● **TAREAS PROPUESTAS**:
**A.** Según la despedida a Claudio Uriarte, ¿en qué diario escribió sus primeras líneas?
**B.** Transcribe sin cambios el tramo de los registros que va desde la línea que contiene "Could you spot the brick" hasta el final de los registros, ambos extremos incluidos.

● **EXTRACTO DEL TEXTO**:

* * * * * * *

PáGINA 3 › ADIóS A CLAUDIO URIARTE

Despedida

 Por Susana Viau

Claudio Uriarte era un autodidacta, se llevaba muy mal con las computadoras, con Internet, con los correos electrónicos, con el discado internacional y hasta con las escaleras. Una marca en la nariz daba testimonio de esa impericia. Sin embargo, se obstinaba en vivir en departamentos donde, para llegar a la cama, debía superar el escollo de una docena de escalones. El sábado 28, a la hora de la siesta, los pies se le volvieron a enredar justo cuando estaba llegando a la planta baja. Y como en él las cosas banales solían adquirir una importancia angustiante, desmesurada, el golpecito en el parietal derecho desencadenó una hemorragia. Tenía 48 años, un hijo, dos matrimonios y un libro publicado, El Almirante Cero, el trabajo monumental sobre Emilio Massera que escribió en tres meses y fue paradigma de las biografías no autorizadas de los ’90. Era evidente a qué maestro tributaba: “Yo tenía un modelo, el más grande del género, Isaac Deutscher”, decía. Claudio había sido un joven trotskista y el pasaje por la izquierda le dejó un profundo conocimiento de los teóricos del socialismo. Al entrar en la madurez, para escandalizar o tal vez por un profundo desprecio a ese tembladeral al que llaman progresismo, se convirtió en un tipo de derechas. Para que no quedaran dudas de la autenticidad del viraje, colocó una foto de Donald Rumsfeld sobre su computadora y se declaró admirador de George Bush, de la justicia infinita y del Partido Republicano.

Es posible que el no-lugar al que lo condenó la historia familiar haya alimentado su tendencia a moverse en el corazón de las contradicciones: no terminó el colegio secundario, pero era dueño de una vastísima cultura (“Me encantaba hablar de música con él –contó su amigo, el crítico Federico Monjeau, el día del entierro–; no conocía la técnica musical, pero entendía la música”); tenía gustos exquisitos y despreciaba la vulgaridad, pero se manejaba como un igual con los más humildes (“sabía estar”, dijo otro de sus incondicionales el domingo al anochecer); sabía que sabía y sabía cómo escribía, pero era peligrosamente vulnerable a la opinión ajena. Lo que se dice, un hombre singular, tan singular como sus amores, como su último amor, una peruana joven y pequeñita con la que pasó momentos felices.

Uriarte tenía claro que el periodismo es un oficio menor, inductor de espejimos y al que no hay que entregarse en cuerpo y alma porque suele traicionar a los dos. Apenas lo suficiente para hacer de él un trabajo respetable. Nunca ocultó, por tanto, que sus primeras líneas las escribió a los 18 años en el diario Convicción, un invento de la Marina. Después, formó parte de la sección Política Internacional de Clarín y de Página/12. Un mes antes del sábado de mala suerte, o de mala muerte, lo habían contratado como columnista en Ambito Financiero. Alguien, en esos corrillos que repasan a media voz la vida del difunto, recordó que tiene tres novelas inéditas. Una de ellas, dijeron, se llama El precio del oro y merece ser leída. Le asignaron el nicho 1432 del cementerio de Chacarita. Al fin de cuentas, un lugar.

* * * * * * *

● **DATOS DISPONIBLES**:
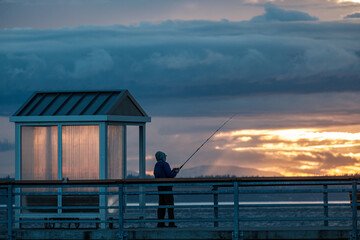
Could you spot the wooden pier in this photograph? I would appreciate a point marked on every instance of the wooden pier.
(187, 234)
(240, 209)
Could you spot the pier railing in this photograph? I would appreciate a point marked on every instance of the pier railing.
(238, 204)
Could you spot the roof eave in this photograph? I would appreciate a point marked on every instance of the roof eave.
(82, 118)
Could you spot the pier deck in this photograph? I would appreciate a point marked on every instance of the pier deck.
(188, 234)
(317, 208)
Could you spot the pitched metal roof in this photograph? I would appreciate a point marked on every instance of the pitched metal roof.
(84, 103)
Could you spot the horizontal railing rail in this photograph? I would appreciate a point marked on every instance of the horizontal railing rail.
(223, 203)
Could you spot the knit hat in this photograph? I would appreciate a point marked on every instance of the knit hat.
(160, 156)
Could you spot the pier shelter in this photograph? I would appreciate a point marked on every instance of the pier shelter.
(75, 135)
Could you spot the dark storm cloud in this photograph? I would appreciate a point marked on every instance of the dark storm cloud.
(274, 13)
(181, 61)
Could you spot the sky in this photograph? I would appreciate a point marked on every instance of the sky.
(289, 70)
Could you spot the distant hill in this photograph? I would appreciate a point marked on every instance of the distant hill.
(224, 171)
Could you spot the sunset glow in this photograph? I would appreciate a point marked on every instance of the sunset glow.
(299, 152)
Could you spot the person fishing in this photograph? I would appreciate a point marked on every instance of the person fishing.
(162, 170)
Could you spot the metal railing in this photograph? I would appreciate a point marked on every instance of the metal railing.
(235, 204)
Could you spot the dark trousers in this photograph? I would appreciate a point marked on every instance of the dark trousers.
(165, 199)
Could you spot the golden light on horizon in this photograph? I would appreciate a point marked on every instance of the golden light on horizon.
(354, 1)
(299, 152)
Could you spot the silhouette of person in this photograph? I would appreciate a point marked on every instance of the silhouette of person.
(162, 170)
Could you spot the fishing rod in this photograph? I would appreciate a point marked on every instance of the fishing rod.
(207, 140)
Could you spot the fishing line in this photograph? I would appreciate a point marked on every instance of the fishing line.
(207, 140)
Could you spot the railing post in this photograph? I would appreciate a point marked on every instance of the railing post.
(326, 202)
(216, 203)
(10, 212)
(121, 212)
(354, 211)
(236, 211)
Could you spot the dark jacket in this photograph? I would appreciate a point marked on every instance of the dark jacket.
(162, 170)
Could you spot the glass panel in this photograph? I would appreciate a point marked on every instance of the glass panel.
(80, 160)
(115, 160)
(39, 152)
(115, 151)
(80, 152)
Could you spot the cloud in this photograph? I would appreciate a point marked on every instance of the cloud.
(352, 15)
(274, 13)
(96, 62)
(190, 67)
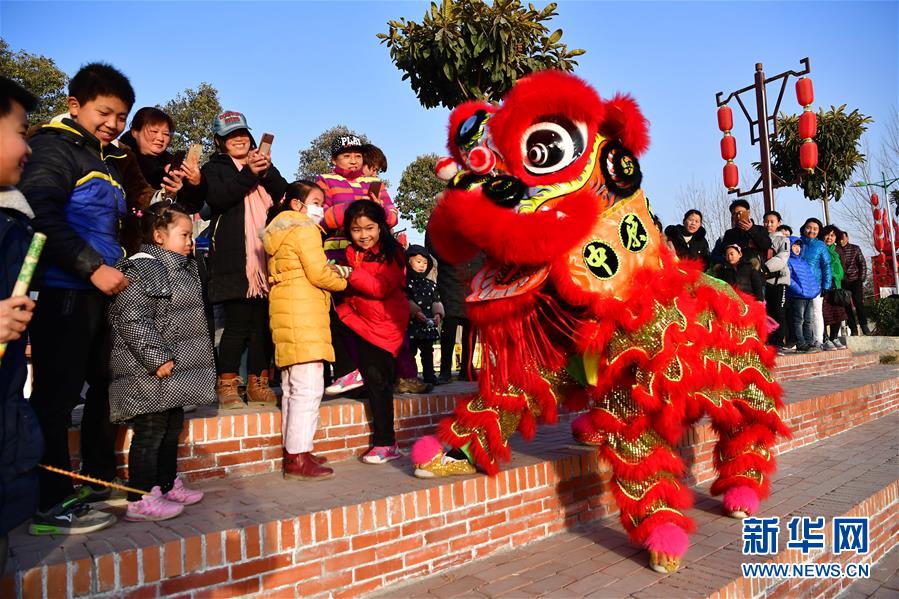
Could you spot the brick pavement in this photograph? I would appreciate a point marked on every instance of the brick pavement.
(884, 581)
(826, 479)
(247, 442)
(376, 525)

* * * * * * *

● **LISTA DE SOLUCIONES**:
**A.** En el diario Convicción.

**B.**
Could you spot the brick pavement in this photograph? I would appreciate a point marked on every instance of the brick pavement.
(884, 581)
(826, 479)
(247, 442)
(376, 525)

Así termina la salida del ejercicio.